■ What you are asked to do: All of the entries need to be written out again, exactly as they are.

□ □ □ □ □ □ □

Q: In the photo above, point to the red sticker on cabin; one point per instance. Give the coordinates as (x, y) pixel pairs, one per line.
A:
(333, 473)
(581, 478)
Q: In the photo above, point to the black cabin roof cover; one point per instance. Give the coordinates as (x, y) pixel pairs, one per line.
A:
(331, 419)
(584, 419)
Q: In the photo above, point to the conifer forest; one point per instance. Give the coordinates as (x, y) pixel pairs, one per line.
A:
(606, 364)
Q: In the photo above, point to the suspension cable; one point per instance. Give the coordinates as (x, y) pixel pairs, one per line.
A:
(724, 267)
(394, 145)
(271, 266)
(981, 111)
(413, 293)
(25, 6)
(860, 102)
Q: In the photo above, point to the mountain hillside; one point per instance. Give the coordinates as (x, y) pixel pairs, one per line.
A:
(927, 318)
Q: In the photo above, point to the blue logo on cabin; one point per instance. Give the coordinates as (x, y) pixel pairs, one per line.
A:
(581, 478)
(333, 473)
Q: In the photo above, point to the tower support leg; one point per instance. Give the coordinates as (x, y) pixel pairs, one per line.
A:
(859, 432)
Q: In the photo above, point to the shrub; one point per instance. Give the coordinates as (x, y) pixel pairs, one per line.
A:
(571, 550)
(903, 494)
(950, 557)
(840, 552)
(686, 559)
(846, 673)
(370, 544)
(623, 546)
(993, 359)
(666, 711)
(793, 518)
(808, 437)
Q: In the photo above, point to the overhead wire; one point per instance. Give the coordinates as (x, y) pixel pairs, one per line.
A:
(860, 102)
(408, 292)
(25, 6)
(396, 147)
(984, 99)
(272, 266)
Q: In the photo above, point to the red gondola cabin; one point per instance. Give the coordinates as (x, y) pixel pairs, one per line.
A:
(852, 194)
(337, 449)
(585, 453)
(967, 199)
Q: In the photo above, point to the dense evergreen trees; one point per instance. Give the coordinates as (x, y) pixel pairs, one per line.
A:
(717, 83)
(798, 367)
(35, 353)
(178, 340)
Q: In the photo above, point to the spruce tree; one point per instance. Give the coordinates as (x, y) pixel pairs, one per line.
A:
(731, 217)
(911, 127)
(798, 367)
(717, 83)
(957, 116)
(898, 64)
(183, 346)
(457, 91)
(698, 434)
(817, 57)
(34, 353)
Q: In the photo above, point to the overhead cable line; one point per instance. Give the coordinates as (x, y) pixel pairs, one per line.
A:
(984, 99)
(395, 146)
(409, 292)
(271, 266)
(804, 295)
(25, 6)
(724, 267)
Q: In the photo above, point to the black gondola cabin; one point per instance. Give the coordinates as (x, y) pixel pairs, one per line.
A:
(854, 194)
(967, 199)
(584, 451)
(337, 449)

□ □ □ □ □ □ □

■ Result of the exercise:
Q: In the photo above, point to the red sticker on cabin; one point per instance. Give the coordinates as (x, y) pixel pairs, one per line.
A:
(333, 473)
(581, 478)
Q: In the photo above, point to the black cabin roof cover; one point per instance. Give the coordinates as (x, y) pixel pairs, one per line.
A:
(331, 419)
(584, 419)
Q: In the photo above, point to the conifer forest; one point per instance. Give the coordinates as (x, y) pixel pairs, one per line.
A:
(606, 364)
Q: In the photo above, point to the suspension cable; one point per instance. Give the coordinates as (x, y) pixel pairs, one per line.
A:
(724, 267)
(394, 145)
(271, 266)
(981, 111)
(413, 293)
(25, 6)
(860, 102)
Q: In the photo above, point to the mountain hillside; one point per instance. Give the coordinates as (x, y) pixel pairs, one per line.
A:
(927, 318)
Q: In the photo above, point to the blue logo on cabin; one point per instance. Give the coordinates as (x, y) pixel pairs, one per line.
A:
(581, 478)
(333, 473)
Q: In the photo above, point to the tower support leg; one point per instance. Give the coordinates as (x, y) pixel pairs, one per line.
A:
(859, 432)
Q: In the photo above, point to the shrub; one point per instance. Give the coordinates as (x, y) pixel pairs, one per line.
A:
(571, 550)
(903, 494)
(950, 557)
(840, 552)
(686, 559)
(846, 673)
(370, 544)
(623, 546)
(993, 359)
(666, 711)
(793, 518)
(808, 437)
Q: In the photo above, point to the overhead wire; one point per instance. Give the coordinates as (x, y) pixel pairs, one per line.
A:
(860, 102)
(408, 292)
(25, 6)
(396, 147)
(984, 99)
(272, 266)
Q: In the photo above, point to the red gondola cabin; one point per instance. Give the coordinates as (x, y) pixel pairs, one per line.
A:
(852, 194)
(337, 449)
(585, 453)
(967, 199)
Q: In the photo above, point to the dense evergreen trees; one point per instance. Give the coordinates as (x, y) pixel pairs, one per line.
A:
(717, 83)
(798, 367)
(35, 353)
(178, 340)
Q: In the photo above, point to the spruce tree; one point per instance. Give the coordinates as (x, y) pixel pairs, one per line.
A:
(731, 217)
(911, 127)
(798, 367)
(717, 83)
(957, 116)
(898, 64)
(183, 346)
(457, 91)
(698, 434)
(817, 57)
(34, 353)
Q: In the photo above, point to the overhead cable line; one point per instance. Give the coordinates as (x, y) pixel pairs, one per line.
A:
(984, 99)
(395, 146)
(409, 292)
(271, 266)
(804, 295)
(25, 6)
(724, 267)
Q: In the photo above, point to the black gondola cabin; one point per instance. Give the coordinates as (x, y) pixel pairs, one per line.
A:
(854, 194)
(967, 199)
(584, 451)
(337, 449)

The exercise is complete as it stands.